*Task brief*
Lines with "Target": copy each one from the listing below.
====================
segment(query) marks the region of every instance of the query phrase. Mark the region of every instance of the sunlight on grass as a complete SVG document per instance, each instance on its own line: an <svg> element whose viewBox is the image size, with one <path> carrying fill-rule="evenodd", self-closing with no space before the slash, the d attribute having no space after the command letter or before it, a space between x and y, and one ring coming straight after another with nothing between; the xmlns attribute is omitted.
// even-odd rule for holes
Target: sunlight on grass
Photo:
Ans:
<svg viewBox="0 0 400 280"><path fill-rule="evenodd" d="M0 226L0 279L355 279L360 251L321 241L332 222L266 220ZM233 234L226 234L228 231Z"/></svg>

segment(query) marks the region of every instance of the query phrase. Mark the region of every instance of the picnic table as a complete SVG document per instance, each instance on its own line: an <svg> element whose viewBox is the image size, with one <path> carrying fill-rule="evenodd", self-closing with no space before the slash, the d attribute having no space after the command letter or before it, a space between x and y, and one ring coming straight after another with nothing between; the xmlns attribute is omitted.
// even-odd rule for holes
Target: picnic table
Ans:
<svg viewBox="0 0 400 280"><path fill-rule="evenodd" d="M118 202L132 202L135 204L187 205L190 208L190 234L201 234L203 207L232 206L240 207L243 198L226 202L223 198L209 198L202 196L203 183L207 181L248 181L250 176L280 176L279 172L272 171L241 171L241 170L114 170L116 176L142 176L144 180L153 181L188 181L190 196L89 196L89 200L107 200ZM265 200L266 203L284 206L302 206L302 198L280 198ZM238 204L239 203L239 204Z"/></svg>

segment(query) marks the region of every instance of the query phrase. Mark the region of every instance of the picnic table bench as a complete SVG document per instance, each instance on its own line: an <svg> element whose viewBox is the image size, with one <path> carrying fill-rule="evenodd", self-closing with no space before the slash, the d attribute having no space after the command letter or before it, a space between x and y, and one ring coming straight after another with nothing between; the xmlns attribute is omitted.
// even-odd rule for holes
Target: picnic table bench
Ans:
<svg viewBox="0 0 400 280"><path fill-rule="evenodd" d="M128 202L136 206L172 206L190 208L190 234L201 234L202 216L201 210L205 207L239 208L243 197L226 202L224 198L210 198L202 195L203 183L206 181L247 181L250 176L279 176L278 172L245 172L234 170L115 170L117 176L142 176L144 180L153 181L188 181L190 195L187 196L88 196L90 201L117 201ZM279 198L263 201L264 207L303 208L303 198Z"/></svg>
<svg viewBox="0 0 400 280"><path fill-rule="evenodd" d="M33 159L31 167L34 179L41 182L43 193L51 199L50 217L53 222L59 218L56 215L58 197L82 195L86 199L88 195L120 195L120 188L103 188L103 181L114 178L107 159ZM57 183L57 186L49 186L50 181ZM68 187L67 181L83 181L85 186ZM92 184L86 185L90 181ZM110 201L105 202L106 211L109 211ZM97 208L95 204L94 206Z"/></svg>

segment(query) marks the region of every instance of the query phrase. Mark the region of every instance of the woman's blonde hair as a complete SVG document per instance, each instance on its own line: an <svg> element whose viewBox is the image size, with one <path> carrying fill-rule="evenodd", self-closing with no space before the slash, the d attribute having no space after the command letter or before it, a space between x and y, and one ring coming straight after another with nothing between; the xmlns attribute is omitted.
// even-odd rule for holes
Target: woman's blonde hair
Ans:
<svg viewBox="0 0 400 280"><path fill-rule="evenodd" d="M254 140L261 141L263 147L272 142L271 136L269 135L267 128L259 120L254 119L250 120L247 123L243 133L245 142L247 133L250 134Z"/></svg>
====================
*Expected answer*
Target: sunlight on grass
Target: picnic table
Target: picnic table bench
Target: woman's blonde hair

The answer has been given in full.